Collected data entries:
....
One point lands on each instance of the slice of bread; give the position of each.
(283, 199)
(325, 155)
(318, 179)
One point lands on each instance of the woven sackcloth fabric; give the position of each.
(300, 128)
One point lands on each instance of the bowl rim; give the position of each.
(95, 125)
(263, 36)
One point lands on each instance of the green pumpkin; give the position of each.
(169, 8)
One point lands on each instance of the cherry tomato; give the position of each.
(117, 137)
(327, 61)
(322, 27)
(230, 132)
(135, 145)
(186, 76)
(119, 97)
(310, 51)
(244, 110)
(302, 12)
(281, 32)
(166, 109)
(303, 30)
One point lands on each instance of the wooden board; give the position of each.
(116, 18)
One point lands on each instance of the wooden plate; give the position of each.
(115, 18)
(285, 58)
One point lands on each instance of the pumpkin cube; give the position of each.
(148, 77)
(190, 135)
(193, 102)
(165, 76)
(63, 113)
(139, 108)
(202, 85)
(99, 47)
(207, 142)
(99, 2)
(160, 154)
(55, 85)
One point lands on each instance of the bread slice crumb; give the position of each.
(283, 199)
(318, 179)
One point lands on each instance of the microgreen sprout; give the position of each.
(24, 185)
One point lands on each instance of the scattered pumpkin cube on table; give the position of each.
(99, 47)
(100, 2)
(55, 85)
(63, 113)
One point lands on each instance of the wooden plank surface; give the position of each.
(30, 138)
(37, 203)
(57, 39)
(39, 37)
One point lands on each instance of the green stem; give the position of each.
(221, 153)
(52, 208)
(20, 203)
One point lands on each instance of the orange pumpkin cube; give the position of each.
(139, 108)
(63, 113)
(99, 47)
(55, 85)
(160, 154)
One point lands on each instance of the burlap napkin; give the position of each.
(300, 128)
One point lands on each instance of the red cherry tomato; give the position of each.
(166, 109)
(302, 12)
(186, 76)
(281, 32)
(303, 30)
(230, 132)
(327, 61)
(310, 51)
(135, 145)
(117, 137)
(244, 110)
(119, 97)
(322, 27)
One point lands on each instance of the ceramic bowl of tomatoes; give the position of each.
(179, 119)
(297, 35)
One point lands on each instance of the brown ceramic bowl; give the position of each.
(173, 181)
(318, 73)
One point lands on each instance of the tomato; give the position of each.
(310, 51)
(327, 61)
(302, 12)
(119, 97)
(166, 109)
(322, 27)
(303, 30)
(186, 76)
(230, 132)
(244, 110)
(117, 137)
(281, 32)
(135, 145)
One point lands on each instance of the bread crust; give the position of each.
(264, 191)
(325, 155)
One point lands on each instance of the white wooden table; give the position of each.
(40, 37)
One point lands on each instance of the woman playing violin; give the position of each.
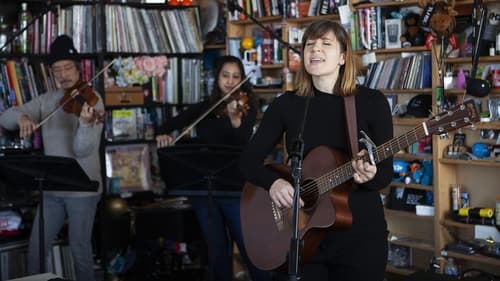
(230, 124)
(68, 134)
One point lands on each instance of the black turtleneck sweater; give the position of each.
(325, 126)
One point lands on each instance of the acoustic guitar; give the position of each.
(325, 188)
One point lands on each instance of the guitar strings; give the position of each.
(347, 170)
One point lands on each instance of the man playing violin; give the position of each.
(229, 124)
(68, 134)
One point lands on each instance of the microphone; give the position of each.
(478, 87)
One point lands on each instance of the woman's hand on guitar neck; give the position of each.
(163, 140)
(281, 192)
(363, 170)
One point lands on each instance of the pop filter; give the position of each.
(478, 87)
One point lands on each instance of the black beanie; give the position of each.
(63, 49)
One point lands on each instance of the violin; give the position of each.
(242, 106)
(217, 104)
(75, 97)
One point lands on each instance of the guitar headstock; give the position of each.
(454, 118)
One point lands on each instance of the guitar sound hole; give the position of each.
(309, 193)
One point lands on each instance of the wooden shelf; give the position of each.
(415, 186)
(406, 214)
(394, 50)
(261, 19)
(314, 18)
(402, 121)
(406, 91)
(388, 3)
(409, 157)
(475, 258)
(414, 243)
(456, 224)
(214, 46)
(272, 66)
(468, 60)
(400, 270)
(268, 91)
(483, 163)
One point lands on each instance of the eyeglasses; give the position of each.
(58, 70)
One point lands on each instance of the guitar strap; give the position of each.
(352, 125)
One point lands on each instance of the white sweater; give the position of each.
(62, 135)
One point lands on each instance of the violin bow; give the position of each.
(73, 95)
(212, 108)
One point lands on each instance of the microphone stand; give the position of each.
(233, 6)
(30, 23)
(295, 241)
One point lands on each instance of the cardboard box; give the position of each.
(123, 96)
(393, 31)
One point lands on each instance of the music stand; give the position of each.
(194, 169)
(46, 173)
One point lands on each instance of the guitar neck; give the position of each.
(345, 172)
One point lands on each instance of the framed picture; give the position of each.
(392, 33)
(131, 164)
(391, 99)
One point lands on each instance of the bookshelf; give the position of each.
(428, 236)
(99, 33)
(401, 74)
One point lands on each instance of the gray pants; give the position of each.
(80, 214)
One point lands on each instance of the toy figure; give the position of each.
(414, 36)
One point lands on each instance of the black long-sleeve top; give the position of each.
(213, 129)
(325, 126)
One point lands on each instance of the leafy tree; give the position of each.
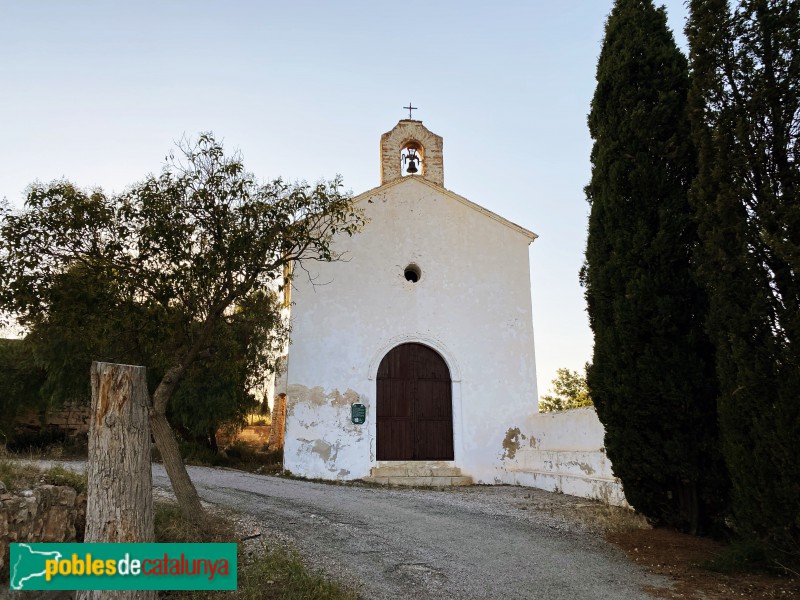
....
WHAT THIS TASK INVOLVES:
Write out all the entries again, word for word, and print no images.

TASK SOLUTION:
One point lands on each instance of the slice of bread; give the position of each.
(283, 199)
(325, 155)
(318, 179)
One point lands on each instance of the woven sackcloth fabric; give the position of each.
(300, 128)
One point lands on each instance of the bowl rim; give the position of each.
(95, 125)
(263, 36)
One point lands on each instance of the green pumpkin; give the position of each.
(169, 8)
One point lands on each instance of the cherry tomato; give the position of each.
(117, 137)
(327, 61)
(322, 27)
(230, 132)
(135, 145)
(186, 76)
(119, 97)
(310, 51)
(244, 110)
(302, 12)
(281, 32)
(166, 109)
(303, 30)
One point lands on each instance of the wooden board; give the position of each.
(116, 18)
One point lands on each instance of the wooden plate; give the position of each.
(115, 18)
(285, 58)
One point lands on each instance of the pumpkin cube; give the position of each.
(148, 77)
(190, 135)
(193, 102)
(165, 76)
(63, 113)
(139, 108)
(202, 85)
(99, 47)
(207, 142)
(99, 2)
(160, 154)
(55, 85)
One point lands on each instance of the bread slice crumb; give the position of each.
(283, 199)
(318, 179)
One point lands on each instance of the microgreen sprout; give the position of each.
(24, 185)
One point lands on each instance of the scattered pumpkin cube on table; give the position of each.
(99, 47)
(100, 2)
(55, 85)
(63, 113)
One point lands on each instance of the wooden plank surface; give the position of each.
(30, 138)
(37, 203)
(57, 39)
(39, 37)
One point lands on each instance of the green stem; give the position of each.
(221, 153)
(52, 208)
(20, 203)
One point lands on each instance of the orange pumpkin cube; give the position of each.
(139, 108)
(63, 113)
(99, 47)
(55, 85)
(160, 154)
One point lands on each instance of the burlap napkin; give the position of each.
(300, 128)
One point lands on each instance of the red cherry tomato; give the position of each.
(166, 109)
(302, 12)
(186, 76)
(281, 32)
(303, 30)
(230, 132)
(327, 61)
(310, 51)
(135, 145)
(117, 137)
(244, 110)
(119, 97)
(322, 27)
One point lands on each instance of the ceramic bowl of tomatoes; give the position of each.
(179, 119)
(297, 35)
One point lands on each instance of the brown ceramic bowl; give the position of each.
(173, 181)
(318, 73)
One point lands on each instance of the tomato; give the position of each.
(310, 51)
(327, 61)
(302, 12)
(119, 97)
(166, 109)
(322, 27)
(303, 30)
(186, 76)
(230, 132)
(244, 110)
(117, 137)
(281, 32)
(135, 145)
One point lands on each instance of the bread crust; give the position of each.
(264, 191)
(325, 155)
One point lands on each instance of the white wooden table; give the position of each.
(40, 37)
One point lands on each instance of the woman playing violin; give the position of each.
(230, 124)
(68, 134)
One point lands on each instance of the black turtleneck sweater; give the position of each.
(325, 126)
One point lands on each instance of the acoustic guitar; give the position of each.
(325, 188)
One point lands on each instance of the guitar strings; give the position of each.
(347, 170)
One point lands on each instance of the man playing violin; give the position of each.
(229, 124)
(68, 134)
One point lands on each instance of the microphone; give the position of each.
(478, 87)
One point lands on each instance of the woman's hand on guitar neck; give the position of each.
(163, 140)
(281, 192)
(363, 170)
One point lands on each instance of the pop filter; give the position of each.
(478, 87)
One point lands on each instance of the black beanie; give the position of each.
(63, 49)
One point lands on each instance of the violin; give the position of each.
(242, 106)
(217, 104)
(75, 97)
One point lands on each instance of the guitar headstock; give the position of each.
(454, 118)
One point lands on each instance of the guitar sound hole; give the position of each.
(309, 193)
One point lands on each instance of the wooden shelf; give the position of each.
(415, 186)
(406, 214)
(394, 50)
(261, 19)
(314, 18)
(402, 121)
(406, 91)
(388, 3)
(409, 157)
(475, 258)
(414, 243)
(456, 224)
(214, 46)
(272, 66)
(468, 60)
(400, 270)
(268, 91)
(483, 163)
One point lands on each instance of the eyeglasses; give the position of each.
(58, 70)
One point lands on each instance of the guitar strap; give the position of each.
(352, 125)
One point lands on each instance of the white sweater; give the position of each.
(62, 135)
One point lands on each instance of the violin bow; give the position of each.
(73, 95)
(212, 108)
One point lands on each instance of the microphone stand; give the position of each.
(233, 6)
(30, 23)
(295, 241)
One point lands on each instance of the cardboard box; give the position of each.
(123, 96)
(393, 31)
One point lands on each instance of the music stand; give the position of each.
(194, 169)
(46, 173)
One point lands on each instance of the guitar neck; give the position of each.
(345, 172)
One point lands on each instance of the framed picture; give the position of each.
(392, 33)
(131, 164)
(391, 99)
One point lands on each instance of the bookshelf; give the position of each.
(428, 236)
(99, 33)
(401, 74)
One point lands on each instance of the gray pants; give the position of each.
(80, 214)
One point lands on each instance of the toy figure; give the position of each.
(414, 36)
One point lands on each instance of the black long-sleeve top; give the position of each.
(213, 129)
(325, 126)
One point lands on each instance of the leafy tree; give the position of each.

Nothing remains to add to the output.